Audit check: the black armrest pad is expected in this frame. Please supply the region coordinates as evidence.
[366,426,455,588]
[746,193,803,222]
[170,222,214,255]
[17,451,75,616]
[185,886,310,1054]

____________________

## Task brief
Please rewrite the material above as a JSON list of strings, one string per line, leaving out any blank lines.

## Task output
[
  "Audit check: the black armrest pad is expected in this frame. Please supply the region coordinates as evidence.",
  "[366,426,455,588]",
  "[746,193,803,222]",
  "[170,222,214,255]",
  "[17,451,75,616]",
  "[185,886,310,1054]"
]